Problem description: According to the parenting text below, what is probably the most underrated way we parent our children successfully?

Then, like a day goes by, and they're five. You completely forget how you even got here. And they've multiplied somehow. All along the way, little lessons were learned. First moments were cherished. The earliest of endless parental failings made their mark. Yet somehow, your children continue to progress and grow into little people whom you can never fully understand how had survived the worst of you.
But they do. They survive it and prevail against all your sad attempts to suck at what you do. Do you know why? Do you understand how you got here; how they survived you? It's because you showed up.
Showing up is probably the most underrated way we parent our children successfully. Yes, we make mistakes- some little, some big. They see our failings on full display and may even remember a few (hopefully they also experience our apologies alongside them). But what they remember most is our presence. They remember us being there. I don't mean just existing in the space beside them, but actually BEING there.
I still remember the sounds of my dog Muffin barking when my dad came home from work in the evenings- a routine but very real way of showing up (when a bar or quiet park would have seemed tempting). I remember my dad playing catch with me in our backyard and helping coach my baseball team. I remember my mom crying with me on the steps of our house because she could feel the incredible weight and pain of my experience being bullied in school. I remember parents who showed up.
Give yourself some grace. Cut yourself some slack. You will never be a perfect parent. Your flaws will ring out true no matter how hard you try to fight them. But apologize. Take a deep breath. Come back to the table and reconcile your mistake with a moment your child will remember and cherish. A moment when you showed up.

Provided data:
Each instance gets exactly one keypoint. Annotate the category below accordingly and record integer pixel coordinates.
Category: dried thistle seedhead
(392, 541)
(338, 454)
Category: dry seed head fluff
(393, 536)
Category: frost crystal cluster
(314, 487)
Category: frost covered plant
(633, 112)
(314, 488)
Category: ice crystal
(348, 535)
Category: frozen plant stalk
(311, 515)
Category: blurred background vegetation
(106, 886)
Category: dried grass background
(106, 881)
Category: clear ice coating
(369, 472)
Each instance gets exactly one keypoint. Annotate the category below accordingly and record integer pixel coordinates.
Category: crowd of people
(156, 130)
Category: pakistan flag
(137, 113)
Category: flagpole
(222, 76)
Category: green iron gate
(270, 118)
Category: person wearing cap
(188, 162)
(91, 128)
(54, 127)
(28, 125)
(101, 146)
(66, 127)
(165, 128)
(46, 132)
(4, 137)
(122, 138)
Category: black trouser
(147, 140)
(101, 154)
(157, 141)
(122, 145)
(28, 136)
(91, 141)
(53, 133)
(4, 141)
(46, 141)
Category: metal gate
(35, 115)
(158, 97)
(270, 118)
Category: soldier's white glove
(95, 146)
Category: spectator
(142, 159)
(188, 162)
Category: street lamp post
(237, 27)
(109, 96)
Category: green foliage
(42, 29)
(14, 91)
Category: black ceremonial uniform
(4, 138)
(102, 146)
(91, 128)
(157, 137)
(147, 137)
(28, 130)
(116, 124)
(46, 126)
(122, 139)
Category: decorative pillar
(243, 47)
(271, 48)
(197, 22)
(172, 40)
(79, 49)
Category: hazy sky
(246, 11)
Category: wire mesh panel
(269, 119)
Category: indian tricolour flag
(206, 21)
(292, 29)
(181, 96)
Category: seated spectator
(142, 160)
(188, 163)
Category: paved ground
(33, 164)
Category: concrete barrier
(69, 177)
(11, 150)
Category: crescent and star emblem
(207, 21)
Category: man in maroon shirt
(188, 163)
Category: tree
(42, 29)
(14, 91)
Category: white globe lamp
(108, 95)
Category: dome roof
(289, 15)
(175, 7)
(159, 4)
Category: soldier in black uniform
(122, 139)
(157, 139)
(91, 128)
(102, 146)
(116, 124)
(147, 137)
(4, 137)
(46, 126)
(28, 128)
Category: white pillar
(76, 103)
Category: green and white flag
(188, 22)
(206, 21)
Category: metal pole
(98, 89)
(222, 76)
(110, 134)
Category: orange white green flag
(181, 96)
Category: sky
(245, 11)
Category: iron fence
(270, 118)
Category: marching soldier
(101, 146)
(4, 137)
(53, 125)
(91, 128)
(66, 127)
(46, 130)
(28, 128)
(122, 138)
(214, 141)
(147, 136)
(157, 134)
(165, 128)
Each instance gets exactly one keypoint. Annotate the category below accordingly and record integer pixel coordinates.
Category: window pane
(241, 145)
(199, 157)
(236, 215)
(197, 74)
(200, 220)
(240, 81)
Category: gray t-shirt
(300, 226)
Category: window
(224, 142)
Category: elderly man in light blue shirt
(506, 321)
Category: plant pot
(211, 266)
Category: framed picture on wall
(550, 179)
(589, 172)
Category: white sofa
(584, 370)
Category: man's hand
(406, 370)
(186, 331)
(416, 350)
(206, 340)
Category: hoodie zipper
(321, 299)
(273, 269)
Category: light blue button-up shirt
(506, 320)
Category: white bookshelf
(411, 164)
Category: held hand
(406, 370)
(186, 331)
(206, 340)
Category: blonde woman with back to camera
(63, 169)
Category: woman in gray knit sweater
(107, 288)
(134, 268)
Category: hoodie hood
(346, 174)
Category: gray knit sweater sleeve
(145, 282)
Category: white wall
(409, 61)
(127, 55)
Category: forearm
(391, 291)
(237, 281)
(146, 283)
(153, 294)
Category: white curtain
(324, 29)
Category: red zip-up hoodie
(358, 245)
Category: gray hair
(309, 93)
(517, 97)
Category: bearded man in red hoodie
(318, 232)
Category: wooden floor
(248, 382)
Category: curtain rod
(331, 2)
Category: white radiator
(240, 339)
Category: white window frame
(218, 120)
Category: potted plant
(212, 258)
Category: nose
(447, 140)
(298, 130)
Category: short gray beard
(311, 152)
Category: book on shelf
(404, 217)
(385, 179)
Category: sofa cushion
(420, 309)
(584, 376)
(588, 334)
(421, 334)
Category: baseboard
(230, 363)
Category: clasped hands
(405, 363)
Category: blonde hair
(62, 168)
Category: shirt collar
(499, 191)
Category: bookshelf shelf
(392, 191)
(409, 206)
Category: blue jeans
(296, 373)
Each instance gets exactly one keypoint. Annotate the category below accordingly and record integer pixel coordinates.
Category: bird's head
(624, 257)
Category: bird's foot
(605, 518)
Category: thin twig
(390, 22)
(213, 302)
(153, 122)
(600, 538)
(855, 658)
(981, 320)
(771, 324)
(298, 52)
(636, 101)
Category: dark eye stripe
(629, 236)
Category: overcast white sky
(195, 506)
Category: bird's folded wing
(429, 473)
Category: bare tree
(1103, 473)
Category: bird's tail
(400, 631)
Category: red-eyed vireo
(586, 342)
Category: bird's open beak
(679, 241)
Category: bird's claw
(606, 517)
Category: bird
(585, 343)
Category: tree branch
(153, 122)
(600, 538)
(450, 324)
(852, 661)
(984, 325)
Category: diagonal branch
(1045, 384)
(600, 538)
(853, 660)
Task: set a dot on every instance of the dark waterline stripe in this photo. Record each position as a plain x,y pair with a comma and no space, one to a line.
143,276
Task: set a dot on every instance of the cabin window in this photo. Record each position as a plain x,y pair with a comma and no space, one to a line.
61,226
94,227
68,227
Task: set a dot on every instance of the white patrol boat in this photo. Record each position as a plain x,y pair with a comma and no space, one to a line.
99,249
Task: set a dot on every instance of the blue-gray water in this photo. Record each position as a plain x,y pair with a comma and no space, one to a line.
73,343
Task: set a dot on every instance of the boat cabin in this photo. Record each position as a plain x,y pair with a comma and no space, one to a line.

Written answer: Showing up.